§ **EXTRACTED TEXT**

+++

# Ridgid See Snake



## Phat Cat (Apr 1, 2009)

We have decided to purchase the Ridgid See Snake, and checked out authorized distributors. The best price is on Amazon.

Is there any reason I should not order through them?


----------



## Widdershins (Feb 5, 2011)

Phat Cat said:


> We have decided to purchase the Ridgid See Snake, and checked out authorized distributors. The best price is on Amazon.
> 
> Is there any reason I should not order through them?


No reason that I can think of.

I think Amazon is great.


----------



## Gettinit (May 9, 2012)

This is not a dig at Amazon but I have had nothing but problems when ordering over the internet. If I don't deal locally I deal with AJ Coleman. So far they haven't been beat in price or service. I had some issues with Ridgid and they took care of everything and lightning fast.


----------



## SlickRick (Sep 3, 2009)

On a expensive piece of electronic equipment like a camera, IMO it would be a good idea to purchase it from a known rep. dealer.


----------



## plbgbiz (Aug 27, 2010)

I have Amazon on the internet version of speed dial. They have been a great resource for us with zero problems. 

The biggest issue is to be sure it is an item that ships directly from Amazon.


----------



## TallCoolOne (Dec 19, 2010)

Phat Cat said:


> We have decided to purchase the Ridgid See Snake, and checked out authorized distributors. The best price is on Amazon.
> 
> Is there any reason I should not order through them?

+++

(Stored items)
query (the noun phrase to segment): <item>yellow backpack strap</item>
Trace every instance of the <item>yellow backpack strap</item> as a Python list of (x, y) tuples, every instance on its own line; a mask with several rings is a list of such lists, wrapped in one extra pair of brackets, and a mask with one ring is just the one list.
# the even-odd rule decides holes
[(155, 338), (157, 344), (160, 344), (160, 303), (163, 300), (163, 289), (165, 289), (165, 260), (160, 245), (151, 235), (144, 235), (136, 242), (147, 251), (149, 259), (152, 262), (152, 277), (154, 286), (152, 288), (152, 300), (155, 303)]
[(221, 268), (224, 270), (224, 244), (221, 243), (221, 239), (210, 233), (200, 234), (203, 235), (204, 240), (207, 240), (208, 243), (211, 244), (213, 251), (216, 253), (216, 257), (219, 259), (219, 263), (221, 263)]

+++

§ **STATED PROBLEM**
Carry the forum thread about buying a Ridgid See Snake further, picking up right after its last post. These lines stand apart from the forum thread and are separate material.

§ **RESPONSE TO THE TASK**
If you are not in a hurry you can find a good deal on Used Sea snake from ebay or craigslist


----------



## DesertOkie (Jul 15, 2011)

Tool up has decent prices. I love Amazon, as Biz said make sure Amazon is shipping it. Can't beat free shipping. 

I got my mini on ebay, but the wait to find the right one for a good price could be long.


----------



## Phat Cat (Apr 1, 2009)

I ordered two of them today. Our supplier was $246. ea, and Amazon was $199.00 plus free shipping. My concern was warranty. 

It was also available at Home Depot for the same price. I'd rather not give HD the money.


----------



## TallCoolOne (Dec 19, 2010)

Phat Cat said:


> I ordered two of them today. Our supplier was $246. ea, and Amazon was $199.00 plus free shipping. My concern was warranty.
> 
> It was also available at Home Depot for the same price. I'd rather not give HD the money.


Mini Sea snakes you mean


----------



## SlickRick (Sep 3, 2009)

I misunderstood.


----------



## DesertOkie (Jul 15, 2011)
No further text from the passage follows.